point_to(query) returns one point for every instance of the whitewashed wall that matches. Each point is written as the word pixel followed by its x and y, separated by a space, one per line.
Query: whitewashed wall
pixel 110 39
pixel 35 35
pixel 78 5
+ + +
**Task details**: Copy every line of the material above word for word, keeping each character and line break unchanged.

**Response for this exercise**:
point_to(query) returns one point for every instance of the whitewashed wall that matches. Each point is written as the word pixel followed by its x and y, separated by a space, one per line.
Query: whitewashed wall
pixel 110 39
pixel 35 35
pixel 78 5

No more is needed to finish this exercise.